Your goal
Lines before the one containing "the wilson basketball" are excluded; retype that line and all remaining lines of the material exactly.

==========

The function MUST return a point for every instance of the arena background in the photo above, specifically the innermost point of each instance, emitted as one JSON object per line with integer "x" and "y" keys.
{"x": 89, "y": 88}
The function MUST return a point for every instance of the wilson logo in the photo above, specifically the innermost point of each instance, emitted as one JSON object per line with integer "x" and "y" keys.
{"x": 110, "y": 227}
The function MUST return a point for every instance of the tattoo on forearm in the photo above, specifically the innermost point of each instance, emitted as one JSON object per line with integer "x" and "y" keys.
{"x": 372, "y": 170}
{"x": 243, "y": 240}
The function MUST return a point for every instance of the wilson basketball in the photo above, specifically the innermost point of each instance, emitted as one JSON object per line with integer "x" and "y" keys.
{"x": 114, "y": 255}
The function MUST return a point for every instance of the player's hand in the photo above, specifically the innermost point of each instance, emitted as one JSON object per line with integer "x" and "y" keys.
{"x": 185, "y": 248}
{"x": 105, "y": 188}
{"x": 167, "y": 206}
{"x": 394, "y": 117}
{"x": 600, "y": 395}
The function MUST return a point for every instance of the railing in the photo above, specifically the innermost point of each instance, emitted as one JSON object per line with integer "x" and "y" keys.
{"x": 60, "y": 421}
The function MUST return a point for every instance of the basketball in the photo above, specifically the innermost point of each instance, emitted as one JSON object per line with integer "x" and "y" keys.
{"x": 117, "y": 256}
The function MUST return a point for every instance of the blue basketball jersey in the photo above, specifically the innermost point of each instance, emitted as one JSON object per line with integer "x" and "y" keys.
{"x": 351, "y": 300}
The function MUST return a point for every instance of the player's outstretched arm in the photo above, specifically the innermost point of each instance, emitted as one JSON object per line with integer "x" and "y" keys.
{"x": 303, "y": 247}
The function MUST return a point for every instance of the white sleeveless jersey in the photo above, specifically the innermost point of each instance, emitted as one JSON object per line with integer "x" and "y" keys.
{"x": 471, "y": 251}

==========

Result of this exercise
The function MUST return a point for every instance of the wilson basketball in the photo above, specifically the innermost point of each instance, emitted as one JSON object per line with integer "x" and "y" keys.
{"x": 114, "y": 255}
The function MUST return a point for every instance of the player's hand in the photo above, specifically the innermost point of each instance, emitted as one JSON object per line with integer "x" and "y" keys.
{"x": 185, "y": 248}
{"x": 105, "y": 188}
{"x": 167, "y": 206}
{"x": 394, "y": 117}
{"x": 600, "y": 395}
The function MUST return a point for every instance of the railing in the photo above, specifically the innermost point of each instance, emitted as one JSON object per line with integer "x" and "y" keys.
{"x": 60, "y": 421}
The function MUST return a point for every instance of the basketball in the photo above, specifically the innermost point of each instance, emitted as one JSON object per line with integer "x" and "y" keys.
{"x": 117, "y": 256}
The function MUST return a point for every instance of the blue basketball jersey in the photo above, specifically the innermost point of each instance, emitted as one JSON object per line with integer "x" and "y" keys.
{"x": 351, "y": 300}
The function MUST return a point for every instance of the player's outstretched arm in the photo above, specifically the innermost point of each instance, emitted as one JSON object per line with integer "x" and "y" keys.
{"x": 303, "y": 247}
The function MUST return a point for every instance of the white sleeveless jersey in the photo above, specifically the innermost point of each instance, emitted as one JSON object per line with integer "x" and "y" keys.
{"x": 471, "y": 251}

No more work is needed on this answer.